Wednesday, April 13th, 2011

Garbage disposals are becoming more and more prevalent in homes across the country. So the chances are pretty high that you have one in your home. Garbage disposals definitely make getting rid of food waste easier. Instead of scraping all those plates and dishes into the garbage first, you can simply flush it all down the drain, run the garbage disposal and it magically disappears.

But do you really know what is happening when you turn on that wonderful garbage disposal and where all your food is really going? The truth is that a garbage disposal is not a particularly complicated piece of equipment. There are some variations, but in general your garbage disposal has a motor attached to rotating blades which are located in a chamber below your sink that is attached to your drain.

When you put food down the garbage disposal and turn it on, these blades shred the food into small enough pieces that it can pass safely through your drain pipes and out into the sewer system. The shredded food then runs with the water back into your main drainage system and passes out of your house.

This is a pretty simple operation, but there are some things you should be aware of if you use a garbage disposal in your home. First of all, it is important to never reach into the garbage disposal when it is running. If you need to reach in, make sure the unit is switched off. It is even a good idea to shut off the power to the garbage disposal entirely so that it cannot be turned on by accident while your hand is in there.

You may notice a foul odor coming from the garbage disposal after a period of time too. This is common and easy enough to fix, but you will have to get down into the garbage disposal to get rid of the smell. The smell simply comes from residue of the food you have put down the garbage disposal and that needs to be cleaned off so the smell will go away.

Again, make sure you have the garbage disposal turned off completely before you reach in to take parts out to clean them. You can also put baking soda, vinegar or half a lemon down the garbage disposal and run it in order to combat a persistent smell or to keep one from developing.

-- Challenges --
1 - According to the garbage disposal text, what three things can be put down the disposal and run to combat a persistent smell?
2 - From the records, copy the lines verbatim, starting with the line that contains "of the long" and continuing through the line that contains "x=1074, y=420".
The text and the records were drawn from unrelated sources.

(Raw records)

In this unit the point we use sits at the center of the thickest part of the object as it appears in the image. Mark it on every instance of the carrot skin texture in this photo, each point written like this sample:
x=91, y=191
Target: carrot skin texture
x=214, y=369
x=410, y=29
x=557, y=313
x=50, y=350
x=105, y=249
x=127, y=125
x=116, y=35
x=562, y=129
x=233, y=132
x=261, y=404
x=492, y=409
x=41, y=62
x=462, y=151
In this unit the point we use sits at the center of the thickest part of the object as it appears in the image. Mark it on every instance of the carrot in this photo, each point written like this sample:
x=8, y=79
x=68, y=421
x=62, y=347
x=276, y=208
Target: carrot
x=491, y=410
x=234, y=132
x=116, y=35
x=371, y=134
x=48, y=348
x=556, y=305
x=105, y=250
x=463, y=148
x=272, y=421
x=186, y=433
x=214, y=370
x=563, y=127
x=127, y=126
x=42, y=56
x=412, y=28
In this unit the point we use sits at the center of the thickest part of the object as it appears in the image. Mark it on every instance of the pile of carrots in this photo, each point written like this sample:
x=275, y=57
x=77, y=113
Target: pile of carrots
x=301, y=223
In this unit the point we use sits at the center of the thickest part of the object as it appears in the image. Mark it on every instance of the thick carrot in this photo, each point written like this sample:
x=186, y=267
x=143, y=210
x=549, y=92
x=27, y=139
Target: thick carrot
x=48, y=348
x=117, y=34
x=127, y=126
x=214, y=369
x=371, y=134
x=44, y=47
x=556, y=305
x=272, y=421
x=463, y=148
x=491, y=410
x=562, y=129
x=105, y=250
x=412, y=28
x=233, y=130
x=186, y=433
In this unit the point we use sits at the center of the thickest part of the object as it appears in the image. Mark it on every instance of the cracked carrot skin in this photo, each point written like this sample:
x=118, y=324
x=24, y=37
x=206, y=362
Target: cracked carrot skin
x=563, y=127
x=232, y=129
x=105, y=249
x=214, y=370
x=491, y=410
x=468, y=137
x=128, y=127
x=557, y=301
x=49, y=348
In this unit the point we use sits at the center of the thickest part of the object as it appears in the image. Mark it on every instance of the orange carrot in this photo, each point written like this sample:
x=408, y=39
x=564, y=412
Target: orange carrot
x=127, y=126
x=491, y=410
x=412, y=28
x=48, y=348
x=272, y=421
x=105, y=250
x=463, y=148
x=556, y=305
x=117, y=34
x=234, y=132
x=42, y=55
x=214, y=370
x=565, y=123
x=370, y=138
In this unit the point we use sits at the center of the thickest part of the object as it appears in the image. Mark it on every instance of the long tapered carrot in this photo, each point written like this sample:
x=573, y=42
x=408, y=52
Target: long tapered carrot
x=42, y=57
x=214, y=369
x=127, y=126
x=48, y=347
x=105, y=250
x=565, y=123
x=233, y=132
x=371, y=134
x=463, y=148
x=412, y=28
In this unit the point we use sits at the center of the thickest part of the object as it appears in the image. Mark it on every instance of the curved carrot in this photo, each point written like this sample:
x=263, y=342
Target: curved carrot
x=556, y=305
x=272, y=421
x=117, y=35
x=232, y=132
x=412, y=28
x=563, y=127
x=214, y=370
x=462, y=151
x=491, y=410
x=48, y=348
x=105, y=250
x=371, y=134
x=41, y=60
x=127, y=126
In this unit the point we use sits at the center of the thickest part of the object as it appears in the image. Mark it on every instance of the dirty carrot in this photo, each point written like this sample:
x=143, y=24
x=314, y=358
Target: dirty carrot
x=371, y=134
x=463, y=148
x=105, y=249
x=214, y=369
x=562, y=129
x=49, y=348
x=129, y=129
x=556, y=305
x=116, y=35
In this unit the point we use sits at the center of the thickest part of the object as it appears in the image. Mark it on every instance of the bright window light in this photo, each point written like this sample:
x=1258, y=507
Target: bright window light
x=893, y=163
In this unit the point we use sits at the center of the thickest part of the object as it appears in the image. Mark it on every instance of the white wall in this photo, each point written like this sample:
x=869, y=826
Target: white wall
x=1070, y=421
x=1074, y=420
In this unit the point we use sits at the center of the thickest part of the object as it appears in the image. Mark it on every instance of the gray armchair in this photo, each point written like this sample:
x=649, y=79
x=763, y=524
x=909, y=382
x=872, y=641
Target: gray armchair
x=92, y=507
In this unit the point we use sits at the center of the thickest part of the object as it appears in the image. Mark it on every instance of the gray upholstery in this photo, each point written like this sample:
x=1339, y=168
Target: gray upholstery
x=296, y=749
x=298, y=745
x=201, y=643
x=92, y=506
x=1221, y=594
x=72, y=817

-- Responses per task --
1 - Baking soda, vinegar, or half a lemon.

2 -
In this unit the point we use sits at the center of the thickest part of the object as it appears in the image. Mark it on every instance of the long tapered carrot in this photo, each point written like this sample:
x=573, y=42
x=408, y=52
Target: long tapered carrot
x=42, y=57
x=214, y=369
x=127, y=126
x=48, y=347
x=105, y=250
x=565, y=123
x=233, y=132
x=371, y=134
x=463, y=148
x=412, y=28
In this unit the point we use sits at the center of the thickest part of the object as it appears in the image. Mark it on every instance of the curved carrot in this photo, each point written like this sample:
x=263, y=342
Target: curved carrot
x=556, y=305
x=272, y=421
x=117, y=35
x=232, y=132
x=412, y=28
x=563, y=127
x=214, y=370
x=462, y=151
x=491, y=410
x=48, y=348
x=105, y=250
x=371, y=134
x=41, y=60
x=127, y=126
In this unit the point we use sits at the center of the thickest part of the object as it appears in the image. Mark it on every instance of the dirty carrot in this photo, each point written like this sample:
x=143, y=24
x=314, y=358
Target: dirty carrot
x=371, y=134
x=463, y=148
x=105, y=249
x=214, y=369
x=562, y=129
x=49, y=348
x=129, y=129
x=556, y=305
x=116, y=35
In this unit the point we use sits at the center of the thickest part of the object as it appears in the image. Mark it on every instance of the bright window light in this photo, each point written like this sample:
x=1258, y=507
Target: bright window light
x=893, y=163
In this unit the point we use sits at the center of the thickest part of the object as it appears in the image. Mark it on every instance of the white wall in this photo, each point written like this sample:
x=869, y=826
Target: white wall
x=1070, y=421
x=1074, y=420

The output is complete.